## Information shown

◆ ◆ ◆

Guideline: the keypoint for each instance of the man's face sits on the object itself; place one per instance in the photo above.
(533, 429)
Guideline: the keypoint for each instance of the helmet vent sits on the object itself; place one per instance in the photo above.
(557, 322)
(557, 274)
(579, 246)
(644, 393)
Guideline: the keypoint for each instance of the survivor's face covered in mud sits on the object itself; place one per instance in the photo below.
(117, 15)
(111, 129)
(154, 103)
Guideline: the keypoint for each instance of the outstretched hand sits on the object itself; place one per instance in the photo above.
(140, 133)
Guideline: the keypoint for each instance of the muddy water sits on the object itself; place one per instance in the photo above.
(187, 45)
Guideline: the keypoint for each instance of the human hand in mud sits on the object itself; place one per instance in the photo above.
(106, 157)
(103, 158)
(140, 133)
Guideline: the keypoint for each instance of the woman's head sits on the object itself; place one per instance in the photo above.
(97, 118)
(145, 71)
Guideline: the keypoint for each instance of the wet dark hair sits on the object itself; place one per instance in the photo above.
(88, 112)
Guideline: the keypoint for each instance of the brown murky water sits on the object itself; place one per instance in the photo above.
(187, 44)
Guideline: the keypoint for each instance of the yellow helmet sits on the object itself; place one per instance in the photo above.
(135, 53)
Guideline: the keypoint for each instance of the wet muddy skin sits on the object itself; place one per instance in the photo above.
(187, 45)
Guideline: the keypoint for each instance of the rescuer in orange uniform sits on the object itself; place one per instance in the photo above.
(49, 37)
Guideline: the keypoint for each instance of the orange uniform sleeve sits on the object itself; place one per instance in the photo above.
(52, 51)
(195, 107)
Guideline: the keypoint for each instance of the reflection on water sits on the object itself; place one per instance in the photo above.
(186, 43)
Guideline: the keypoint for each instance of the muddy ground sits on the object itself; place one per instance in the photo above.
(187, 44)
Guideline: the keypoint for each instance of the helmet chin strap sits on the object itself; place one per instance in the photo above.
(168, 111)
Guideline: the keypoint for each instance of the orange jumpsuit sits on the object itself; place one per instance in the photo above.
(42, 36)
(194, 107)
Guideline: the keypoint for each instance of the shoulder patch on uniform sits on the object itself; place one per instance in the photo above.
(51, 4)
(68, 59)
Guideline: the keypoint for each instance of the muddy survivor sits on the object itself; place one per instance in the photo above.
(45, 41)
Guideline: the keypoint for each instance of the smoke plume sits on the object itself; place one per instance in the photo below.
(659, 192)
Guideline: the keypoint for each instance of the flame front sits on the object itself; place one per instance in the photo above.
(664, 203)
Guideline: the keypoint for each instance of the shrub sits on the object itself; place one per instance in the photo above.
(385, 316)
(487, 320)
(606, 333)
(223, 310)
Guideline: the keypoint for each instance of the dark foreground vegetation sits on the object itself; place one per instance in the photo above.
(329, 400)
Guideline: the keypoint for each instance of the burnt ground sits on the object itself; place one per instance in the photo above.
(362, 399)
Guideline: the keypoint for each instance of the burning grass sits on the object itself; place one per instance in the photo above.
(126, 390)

◆ ◆ ◆

## Exercise instructions
Reproduce verbatim the lines of the listing above, starting at the line containing "Guideline: the keypoint for each instance of the dark" and ending with the final line of the listing.

## Final result
Guideline: the keypoint for each instance of the dark foreground vegetation sits on the object itself; place one per instance in the photo above.
(329, 400)
Guideline: the keypoint for each instance of the burnt ground sits on the object itself; place one per instance in the photo above.
(362, 399)
Guideline: the keypoint for each instance of the burning grass sits on the object itself; place one per instance in the photo above.
(126, 390)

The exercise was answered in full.